Task directions => Transcribe the data that follows precisely, omitting nothing.
** Start Information shown **
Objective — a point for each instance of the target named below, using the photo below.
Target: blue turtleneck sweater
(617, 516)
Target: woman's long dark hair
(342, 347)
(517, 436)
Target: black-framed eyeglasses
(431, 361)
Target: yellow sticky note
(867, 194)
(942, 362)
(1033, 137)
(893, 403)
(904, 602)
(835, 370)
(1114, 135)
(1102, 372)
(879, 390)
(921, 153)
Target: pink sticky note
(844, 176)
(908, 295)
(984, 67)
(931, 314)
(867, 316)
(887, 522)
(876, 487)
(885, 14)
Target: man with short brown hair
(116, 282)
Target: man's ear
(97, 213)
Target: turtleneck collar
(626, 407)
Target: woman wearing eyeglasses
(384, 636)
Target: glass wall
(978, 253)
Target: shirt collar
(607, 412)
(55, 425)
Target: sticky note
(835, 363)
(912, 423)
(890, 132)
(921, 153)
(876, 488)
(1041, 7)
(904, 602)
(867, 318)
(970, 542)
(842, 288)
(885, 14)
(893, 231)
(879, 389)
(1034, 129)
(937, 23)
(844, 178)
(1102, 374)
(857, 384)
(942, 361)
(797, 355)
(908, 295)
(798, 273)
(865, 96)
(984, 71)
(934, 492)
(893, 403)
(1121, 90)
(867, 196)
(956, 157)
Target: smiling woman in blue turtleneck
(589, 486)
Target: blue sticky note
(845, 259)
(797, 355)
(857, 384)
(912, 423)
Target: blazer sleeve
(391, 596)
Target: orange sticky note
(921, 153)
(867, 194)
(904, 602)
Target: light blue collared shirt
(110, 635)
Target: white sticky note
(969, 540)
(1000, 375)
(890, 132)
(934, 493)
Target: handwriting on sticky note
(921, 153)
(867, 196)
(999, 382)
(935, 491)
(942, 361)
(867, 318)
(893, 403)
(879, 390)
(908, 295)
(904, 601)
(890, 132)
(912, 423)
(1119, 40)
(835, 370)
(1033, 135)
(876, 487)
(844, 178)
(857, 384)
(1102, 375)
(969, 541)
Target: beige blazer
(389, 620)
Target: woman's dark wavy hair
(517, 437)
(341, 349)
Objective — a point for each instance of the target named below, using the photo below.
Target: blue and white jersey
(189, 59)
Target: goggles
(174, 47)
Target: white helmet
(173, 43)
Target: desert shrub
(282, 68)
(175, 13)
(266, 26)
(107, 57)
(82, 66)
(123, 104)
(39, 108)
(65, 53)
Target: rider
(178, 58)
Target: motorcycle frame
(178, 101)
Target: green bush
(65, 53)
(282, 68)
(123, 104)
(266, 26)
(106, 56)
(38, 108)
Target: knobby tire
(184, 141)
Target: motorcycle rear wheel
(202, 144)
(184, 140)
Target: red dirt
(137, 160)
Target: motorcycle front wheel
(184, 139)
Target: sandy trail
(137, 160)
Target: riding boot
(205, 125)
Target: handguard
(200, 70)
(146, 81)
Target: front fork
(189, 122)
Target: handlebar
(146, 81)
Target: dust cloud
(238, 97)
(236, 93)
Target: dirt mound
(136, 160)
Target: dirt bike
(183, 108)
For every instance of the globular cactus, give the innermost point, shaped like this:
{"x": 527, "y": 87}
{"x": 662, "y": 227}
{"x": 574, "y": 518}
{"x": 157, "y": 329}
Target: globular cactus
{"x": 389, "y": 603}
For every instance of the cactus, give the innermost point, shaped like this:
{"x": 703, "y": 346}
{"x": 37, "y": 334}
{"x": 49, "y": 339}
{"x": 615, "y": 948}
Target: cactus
** End Information shown **
Expected answer =>
Objective — a point for each instance of the target named below, using the photo below.
Target: blue turtleneck sweater
(617, 516)
Target: woman's long dark hair
(342, 347)
(517, 436)
Target: black-framed eyeglasses
(431, 361)
Target: yellow sticky note
(867, 194)
(942, 362)
(1033, 137)
(893, 403)
(904, 602)
(835, 370)
(1114, 135)
(1102, 372)
(879, 390)
(921, 153)
Target: pink sticky note
(844, 176)
(908, 295)
(984, 67)
(931, 314)
(867, 316)
(887, 522)
(876, 487)
(885, 14)
Target: man with short brown hair
(116, 282)
Target: man's ear
(97, 213)
Target: turtleneck collar
(626, 407)
Target: woman wearing eyeglasses
(384, 636)
Target: glass wall
(978, 253)
Target: shirt collar
(607, 412)
(55, 425)
Target: sticky note
(835, 363)
(912, 423)
(890, 132)
(921, 153)
(876, 488)
(1041, 7)
(904, 602)
(867, 318)
(970, 542)
(842, 288)
(885, 14)
(893, 231)
(879, 389)
(1034, 129)
(937, 23)
(844, 178)
(1102, 374)
(857, 384)
(942, 361)
(797, 355)
(908, 295)
(798, 273)
(865, 96)
(984, 71)
(934, 492)
(893, 403)
(1121, 90)
(867, 196)
(956, 157)
Target: smiling woman in blue turtleneck
(589, 486)
Target: blue sticky note
(845, 259)
(797, 355)
(857, 384)
(912, 423)
Target: blazer sleeve
(391, 596)
Target: orange sticky note
(921, 153)
(867, 194)
(904, 602)
Target: light blue collared shirt
(110, 635)
Target: white sticky note
(969, 540)
(1000, 375)
(890, 132)
(934, 493)
Target: handwriting on sticky note
(921, 153)
(867, 196)
(999, 382)
(935, 491)
(942, 361)
(867, 318)
(893, 403)
(879, 390)
(908, 295)
(904, 601)
(890, 132)
(912, 423)
(1119, 40)
(835, 370)
(1033, 135)
(876, 487)
(844, 178)
(857, 384)
(1102, 375)
(969, 541)
Target: beige blazer
(389, 620)
Target: woman's dark wavy hair
(517, 437)
(341, 349)
Objective — a point for each instance of the target named below, using the photo below.
Target: blue and white jersey
(189, 59)
Target: goggles
(174, 47)
Target: white helmet
(173, 43)
Target: desert shrub
(282, 68)
(175, 13)
(266, 26)
(107, 57)
(82, 66)
(123, 104)
(39, 108)
(65, 53)
Target: rider
(178, 58)
Target: motorcycle frame
(178, 101)
Target: green bush
(65, 53)
(282, 68)
(123, 104)
(266, 26)
(106, 56)
(38, 108)
Target: knobby tire
(184, 141)
Target: motorcycle rear wheel
(202, 144)
(184, 140)
Target: red dirt
(137, 160)
Target: motorcycle front wheel
(184, 139)
Target: sandy trail
(137, 160)
Target: riding boot
(205, 125)
Target: handguard
(200, 70)
(146, 81)
Target: front fork
(189, 122)
Target: handlebar
(146, 81)
Target: dust cloud
(238, 97)
(236, 93)
Target: dirt mound
(136, 160)
Target: dirt bike
(183, 108)
For every instance of the globular cactus, give the innermost point, shaped like this:
{"x": 527, "y": 87}
{"x": 662, "y": 227}
{"x": 574, "y": 518}
{"x": 157, "y": 329}
Target: globular cactus
{"x": 389, "y": 603}
For every instance of the cactus, give the innermost point, shaped like this:
{"x": 703, "y": 346}
{"x": 37, "y": 334}
{"x": 49, "y": 339}
{"x": 615, "y": 948}
Target: cactus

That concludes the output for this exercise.